• [Aufgabe 1]
Schreibst du aus dem Text über Laschet und Merz den Abschnitt wortgetreu ab, der mit „Merz ergänzte, Deutschland“ beginnt und bis einschließlich „unbedingt eingehalten werden.“ reicht?
• [Aufgabe 2]
Gib die Zeilen der Datensätze unverändert wieder, beginnend mit der Zeile mit „of the shrub“ und weiter bis zum Ende der Datensätze, beide Enden eingeschlossen. Lass dabei die Bilder weg.

• [Vorliegender Text]

☆ ☆ ☆ ☆ ☆ ☆ ☆

Zugleich sehen Laschet und Merz den in Umfragen führenden SPD-Kanzlerkandidaten Olaf Scholz wegen angeblicher Verfehlungen im Bundesfinanzministerium zunehmend in der Defensive. "Die Menschen fangen an darüber nachzudenken, ob Olaf Scholz wirklich der richtige Bundeskanzler für die Bundesrepublik Deutschland ist", sagte Merz.

Laschet sagte: "Ganz Europa schaut darauf, bleibt dieses Land stabil. Beginnen wir hier mit irgendwelchen ideologischen Experimenten und reißen wir die anderen mit runter." Wenn eine rot-grün-rote Regierung die Steuern erhöhe, bestehe die Gefahr, dass viele Unternehmen ins Ausland abwanderten.

Merz ergänzte, Deutschland habe die höchste Steuerlast, die höchsten Sozialabgaben und die höchsten Energiekosten. "Die Zitrone ist ausgequetscht." Deutschland könne nur mit gesunden Staatsfinanzen und einer florierenden Wirtschaft auch auf anderen Feldern vorankommen. "Wenn wir beides nicht haben, wird uns Klimaschutz nicht gelingen." Die Schuldenbremse müsse unbedingt eingehalten werden.

☆ ☆ ☆ ☆ ☆ ☆ ☆

• [Bereitgestellte Daten]
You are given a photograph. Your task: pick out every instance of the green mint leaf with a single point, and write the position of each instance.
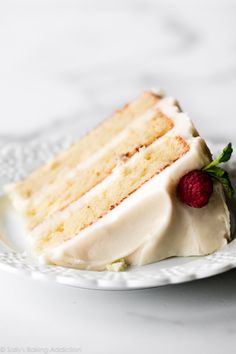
(223, 157)
(222, 176)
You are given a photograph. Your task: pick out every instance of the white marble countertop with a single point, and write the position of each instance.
(71, 62)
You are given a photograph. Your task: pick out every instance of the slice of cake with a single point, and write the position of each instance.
(114, 194)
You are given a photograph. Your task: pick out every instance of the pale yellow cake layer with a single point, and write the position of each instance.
(87, 146)
(70, 189)
(147, 164)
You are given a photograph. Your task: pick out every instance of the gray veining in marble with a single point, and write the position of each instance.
(70, 63)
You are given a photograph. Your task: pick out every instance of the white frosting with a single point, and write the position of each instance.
(151, 224)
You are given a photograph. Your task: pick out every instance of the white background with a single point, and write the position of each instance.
(73, 62)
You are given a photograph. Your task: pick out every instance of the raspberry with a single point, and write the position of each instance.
(195, 188)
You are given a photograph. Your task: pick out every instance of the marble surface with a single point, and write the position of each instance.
(69, 64)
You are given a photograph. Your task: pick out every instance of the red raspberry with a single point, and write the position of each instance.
(195, 188)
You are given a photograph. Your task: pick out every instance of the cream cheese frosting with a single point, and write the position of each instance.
(151, 224)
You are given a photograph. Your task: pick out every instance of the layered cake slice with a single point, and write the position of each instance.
(115, 194)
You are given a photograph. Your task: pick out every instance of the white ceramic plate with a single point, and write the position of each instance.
(17, 159)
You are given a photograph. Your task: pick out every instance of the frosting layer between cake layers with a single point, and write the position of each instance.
(151, 224)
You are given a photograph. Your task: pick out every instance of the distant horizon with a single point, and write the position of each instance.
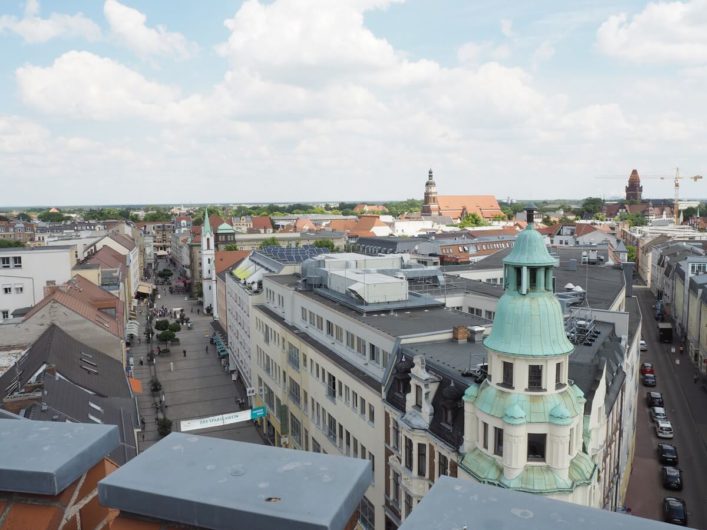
(5, 208)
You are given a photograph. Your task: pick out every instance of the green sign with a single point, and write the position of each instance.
(258, 412)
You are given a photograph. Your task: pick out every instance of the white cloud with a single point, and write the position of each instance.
(36, 30)
(84, 85)
(507, 28)
(128, 27)
(662, 32)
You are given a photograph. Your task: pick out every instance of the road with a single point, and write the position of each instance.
(195, 385)
(686, 405)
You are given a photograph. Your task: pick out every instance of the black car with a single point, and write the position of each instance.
(654, 399)
(648, 379)
(674, 511)
(668, 454)
(672, 478)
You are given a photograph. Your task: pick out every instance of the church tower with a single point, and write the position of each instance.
(634, 190)
(208, 264)
(430, 205)
(523, 425)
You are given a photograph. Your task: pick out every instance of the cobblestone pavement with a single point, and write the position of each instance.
(195, 385)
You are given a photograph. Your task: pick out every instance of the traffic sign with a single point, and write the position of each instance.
(257, 412)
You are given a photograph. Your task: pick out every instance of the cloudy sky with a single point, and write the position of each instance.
(312, 100)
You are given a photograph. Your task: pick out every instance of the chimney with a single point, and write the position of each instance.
(477, 334)
(460, 334)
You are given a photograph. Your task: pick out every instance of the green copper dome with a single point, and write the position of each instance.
(529, 249)
(529, 319)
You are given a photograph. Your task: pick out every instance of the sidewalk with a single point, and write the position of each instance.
(195, 385)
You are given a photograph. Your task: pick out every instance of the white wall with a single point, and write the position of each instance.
(27, 281)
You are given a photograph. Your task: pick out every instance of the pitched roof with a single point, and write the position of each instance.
(89, 301)
(123, 240)
(261, 222)
(484, 205)
(227, 258)
(74, 360)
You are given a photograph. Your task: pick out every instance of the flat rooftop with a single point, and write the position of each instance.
(450, 356)
(395, 323)
(453, 504)
(222, 484)
(44, 457)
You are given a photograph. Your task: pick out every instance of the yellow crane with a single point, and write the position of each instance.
(677, 179)
(676, 183)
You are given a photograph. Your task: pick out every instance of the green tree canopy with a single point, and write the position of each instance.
(325, 243)
(269, 242)
(471, 220)
(10, 243)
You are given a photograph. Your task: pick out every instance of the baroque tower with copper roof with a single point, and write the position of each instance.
(524, 424)
(430, 205)
(634, 190)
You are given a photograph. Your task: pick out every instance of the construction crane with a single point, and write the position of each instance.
(676, 184)
(677, 179)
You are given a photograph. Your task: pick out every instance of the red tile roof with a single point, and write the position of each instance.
(227, 258)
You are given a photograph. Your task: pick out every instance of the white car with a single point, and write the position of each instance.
(664, 429)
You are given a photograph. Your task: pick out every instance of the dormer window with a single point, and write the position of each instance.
(507, 374)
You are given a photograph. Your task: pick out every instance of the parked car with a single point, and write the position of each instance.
(672, 477)
(664, 429)
(648, 380)
(647, 368)
(654, 399)
(658, 414)
(674, 511)
(668, 454)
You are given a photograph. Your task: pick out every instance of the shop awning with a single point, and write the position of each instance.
(145, 288)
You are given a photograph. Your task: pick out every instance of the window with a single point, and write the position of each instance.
(536, 447)
(294, 392)
(395, 493)
(295, 430)
(331, 386)
(367, 516)
(421, 459)
(293, 356)
(507, 374)
(535, 376)
(408, 453)
(497, 441)
(443, 467)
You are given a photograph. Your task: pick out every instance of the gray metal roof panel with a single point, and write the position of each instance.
(45, 457)
(453, 504)
(209, 482)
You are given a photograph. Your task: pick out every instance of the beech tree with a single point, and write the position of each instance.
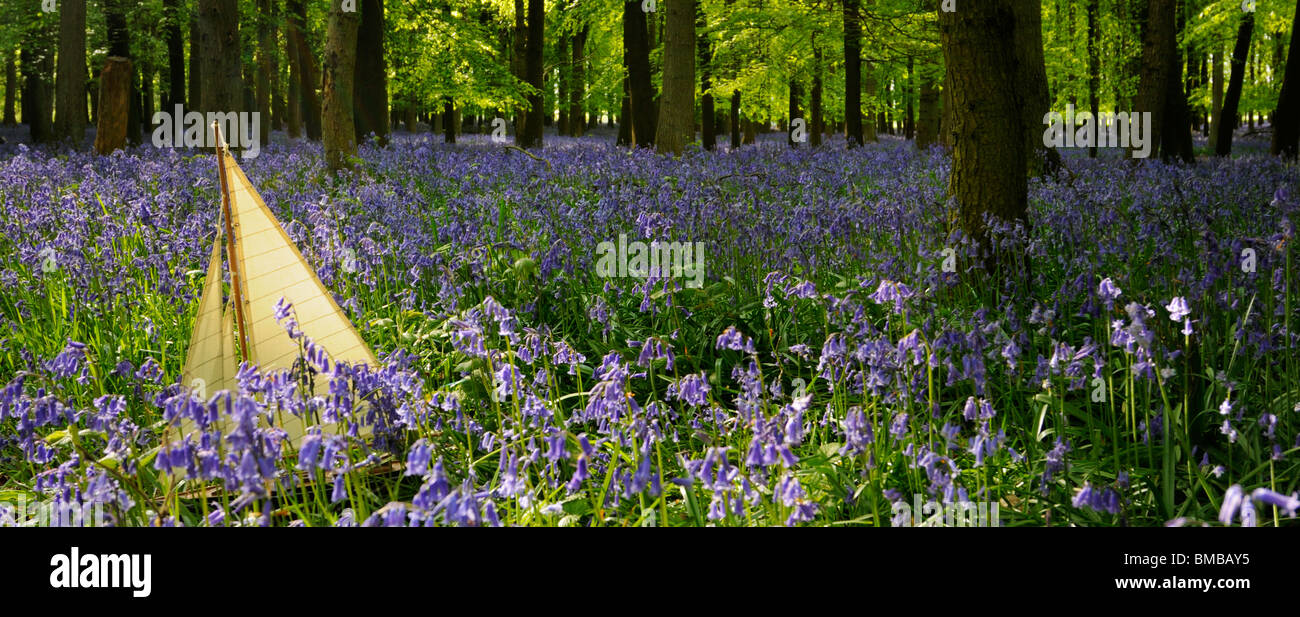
(337, 112)
(70, 82)
(532, 134)
(989, 159)
(1286, 117)
(677, 104)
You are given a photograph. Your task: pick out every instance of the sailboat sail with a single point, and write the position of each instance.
(265, 266)
(271, 268)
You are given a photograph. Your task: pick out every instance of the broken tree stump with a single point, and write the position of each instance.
(115, 104)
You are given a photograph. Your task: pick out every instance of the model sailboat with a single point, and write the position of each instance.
(264, 268)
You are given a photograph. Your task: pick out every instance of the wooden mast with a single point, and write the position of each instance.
(230, 243)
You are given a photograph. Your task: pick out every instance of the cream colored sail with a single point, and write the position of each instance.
(269, 266)
(209, 364)
(265, 266)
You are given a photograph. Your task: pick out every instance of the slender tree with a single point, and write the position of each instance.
(1032, 86)
(853, 73)
(172, 18)
(265, 64)
(577, 88)
(120, 46)
(1240, 51)
(70, 83)
(1286, 117)
(11, 87)
(641, 90)
(1093, 65)
(532, 134)
(989, 159)
(707, 120)
(794, 112)
(815, 121)
(195, 78)
(293, 99)
(220, 61)
(372, 100)
(339, 69)
(308, 72)
(676, 125)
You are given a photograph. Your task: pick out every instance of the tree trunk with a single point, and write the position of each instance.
(909, 126)
(735, 120)
(1093, 65)
(1286, 117)
(519, 62)
(533, 66)
(624, 138)
(220, 62)
(853, 73)
(577, 85)
(308, 78)
(794, 113)
(1223, 129)
(277, 72)
(70, 85)
(120, 44)
(195, 78)
(449, 120)
(1216, 95)
(815, 99)
(989, 159)
(11, 88)
(707, 120)
(927, 114)
(115, 103)
(339, 69)
(947, 120)
(1032, 85)
(637, 56)
(265, 51)
(372, 100)
(38, 96)
(677, 103)
(294, 99)
(564, 70)
(173, 16)
(1175, 139)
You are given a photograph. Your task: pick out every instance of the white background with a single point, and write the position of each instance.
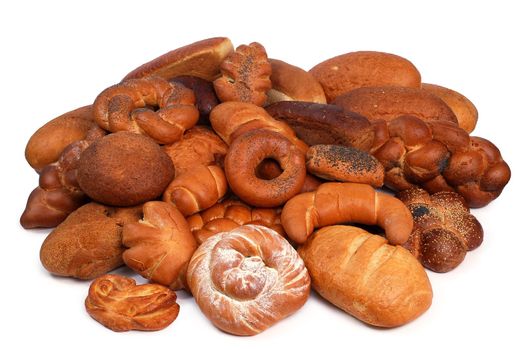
(58, 56)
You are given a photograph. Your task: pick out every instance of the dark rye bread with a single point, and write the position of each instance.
(124, 169)
(346, 164)
(317, 123)
(390, 102)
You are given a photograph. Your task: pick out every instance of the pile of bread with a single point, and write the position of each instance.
(246, 180)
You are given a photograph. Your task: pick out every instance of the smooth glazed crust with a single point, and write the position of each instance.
(391, 102)
(462, 107)
(89, 242)
(344, 73)
(201, 59)
(291, 83)
(247, 279)
(160, 245)
(360, 273)
(120, 305)
(48, 142)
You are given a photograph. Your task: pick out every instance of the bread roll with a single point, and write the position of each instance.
(360, 273)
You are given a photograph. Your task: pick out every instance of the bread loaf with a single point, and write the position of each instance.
(377, 283)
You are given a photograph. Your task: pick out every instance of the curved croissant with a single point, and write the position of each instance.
(160, 245)
(197, 189)
(126, 107)
(247, 279)
(336, 203)
(120, 305)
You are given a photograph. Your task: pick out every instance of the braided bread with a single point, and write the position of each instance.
(444, 230)
(58, 193)
(232, 119)
(247, 279)
(336, 203)
(128, 106)
(439, 156)
(230, 214)
(160, 245)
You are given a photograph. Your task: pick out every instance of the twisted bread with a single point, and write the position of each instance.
(230, 214)
(199, 146)
(336, 203)
(439, 156)
(361, 274)
(196, 190)
(444, 230)
(232, 119)
(160, 245)
(120, 305)
(247, 279)
(127, 107)
(58, 193)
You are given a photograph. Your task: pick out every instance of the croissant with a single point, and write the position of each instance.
(444, 230)
(336, 203)
(247, 279)
(230, 214)
(58, 193)
(196, 190)
(361, 274)
(127, 107)
(160, 245)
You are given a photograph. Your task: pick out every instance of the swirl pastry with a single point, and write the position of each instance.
(247, 279)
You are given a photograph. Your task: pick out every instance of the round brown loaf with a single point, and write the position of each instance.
(123, 169)
(462, 107)
(48, 142)
(341, 74)
(291, 83)
(391, 102)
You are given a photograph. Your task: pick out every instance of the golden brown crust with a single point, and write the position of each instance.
(344, 73)
(360, 273)
(201, 59)
(228, 215)
(463, 108)
(444, 230)
(244, 156)
(48, 142)
(89, 242)
(345, 164)
(196, 190)
(291, 83)
(151, 106)
(391, 102)
(245, 75)
(124, 169)
(120, 305)
(335, 203)
(160, 245)
(247, 279)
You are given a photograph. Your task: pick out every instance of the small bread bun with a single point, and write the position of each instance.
(124, 169)
(462, 107)
(291, 83)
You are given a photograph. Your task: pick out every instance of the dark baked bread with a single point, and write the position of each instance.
(124, 169)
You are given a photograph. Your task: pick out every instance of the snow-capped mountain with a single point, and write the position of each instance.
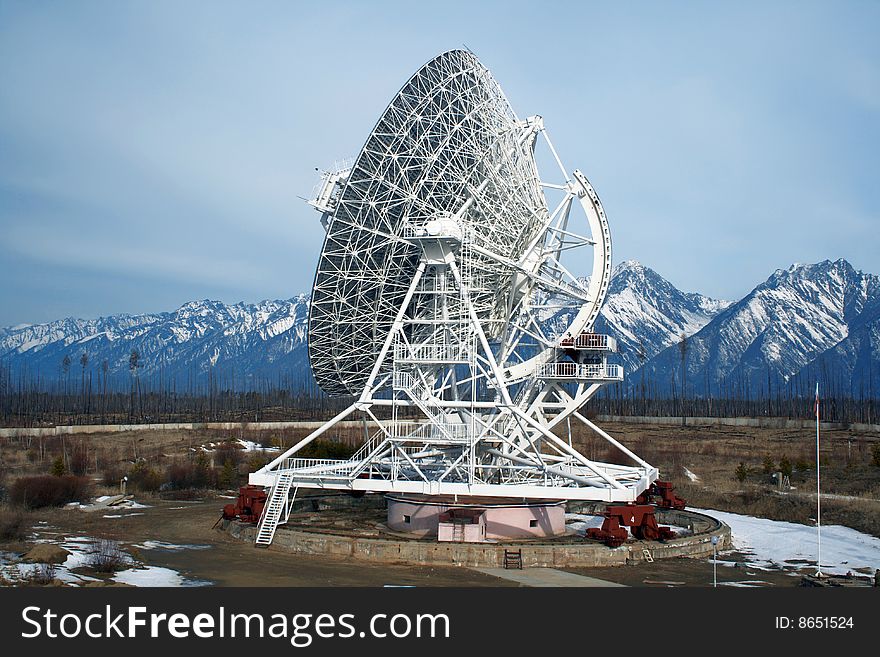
(647, 314)
(802, 316)
(244, 342)
(804, 322)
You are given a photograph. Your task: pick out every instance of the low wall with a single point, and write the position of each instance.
(760, 422)
(64, 430)
(586, 554)
(757, 422)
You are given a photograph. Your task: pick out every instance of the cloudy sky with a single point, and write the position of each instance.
(153, 153)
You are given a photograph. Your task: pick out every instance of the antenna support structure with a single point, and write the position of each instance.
(445, 306)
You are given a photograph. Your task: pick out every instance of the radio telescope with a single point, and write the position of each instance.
(442, 304)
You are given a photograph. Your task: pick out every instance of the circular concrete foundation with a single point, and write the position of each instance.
(340, 525)
(473, 519)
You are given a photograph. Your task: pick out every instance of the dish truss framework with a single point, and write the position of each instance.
(441, 302)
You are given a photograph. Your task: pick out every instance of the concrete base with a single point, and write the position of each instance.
(504, 519)
(548, 552)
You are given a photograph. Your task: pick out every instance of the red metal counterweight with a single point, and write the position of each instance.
(661, 493)
(249, 505)
(639, 517)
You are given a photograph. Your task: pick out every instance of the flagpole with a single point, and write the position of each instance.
(818, 492)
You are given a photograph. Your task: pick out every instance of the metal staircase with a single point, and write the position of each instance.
(275, 508)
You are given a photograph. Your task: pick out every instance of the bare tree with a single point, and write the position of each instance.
(682, 349)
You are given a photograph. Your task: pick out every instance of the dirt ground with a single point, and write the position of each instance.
(701, 461)
(231, 562)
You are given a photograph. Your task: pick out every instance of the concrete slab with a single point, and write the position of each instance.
(545, 577)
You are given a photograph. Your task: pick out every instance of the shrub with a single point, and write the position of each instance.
(228, 477)
(47, 490)
(57, 469)
(228, 452)
(41, 574)
(106, 557)
(111, 476)
(195, 474)
(785, 466)
(12, 526)
(143, 478)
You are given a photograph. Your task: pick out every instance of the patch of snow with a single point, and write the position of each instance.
(154, 576)
(250, 446)
(775, 543)
(168, 547)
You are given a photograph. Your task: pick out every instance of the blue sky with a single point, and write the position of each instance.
(153, 152)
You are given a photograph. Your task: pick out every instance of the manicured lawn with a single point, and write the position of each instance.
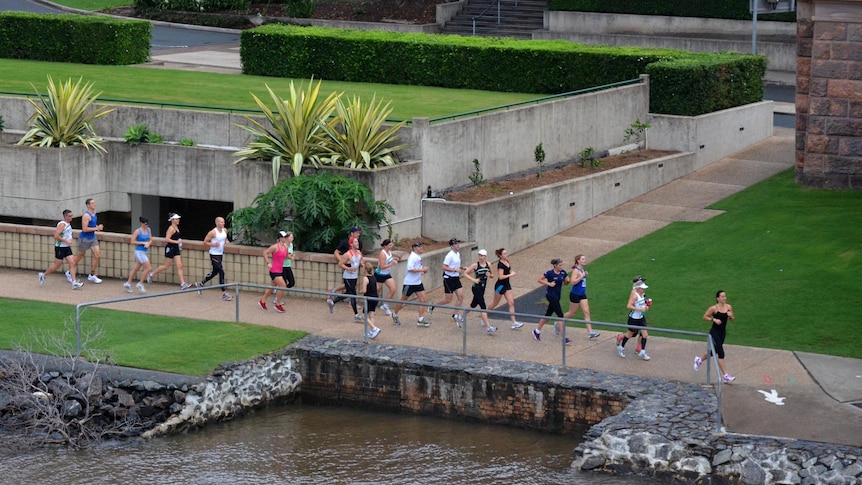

☆ ☆ ☆ ☆ ☆ ☆ ☆

• [Richtige Antwort 1]
Merz ergänzte, Deutschland habe die höchste Steuerlast, die höchsten Sozialabgaben und die höchsten Energiekosten. "Die Zitrone ist ausgequetscht." Deutschland könne nur mit gesunden Staatsfinanzen und einer florierenden Wirtschaft auch auf anderen Feldern vorankommen. "Wenn wir beides nicht haben, wird uns Klimaschutz nicht gelingen." Die Schuldenbremse müsse unbedingt eingehalten werden.

• [Richtige Antwort 2]
You are given a photograph. Your task: pick out every instance of the shrub with a single point, and write the position of each instance.
(228, 477)
(47, 490)
(57, 469)
(228, 452)
(41, 574)
(106, 557)
(111, 476)
(195, 474)
(785, 466)
(12, 526)
(143, 478)
You are given a photograph. Your task: pick out every instance of the patch of snow with a single point, and write the position of each instance.
(154, 576)
(250, 446)
(775, 543)
(168, 547)
You are given a photograph. Your task: pick out every instance of the blue sky with a single point, and write the position of each instance.
(153, 152)
You are given a photograph. Your task: pick out every instance of the manicured lawn with a single point, and write the position of each instance.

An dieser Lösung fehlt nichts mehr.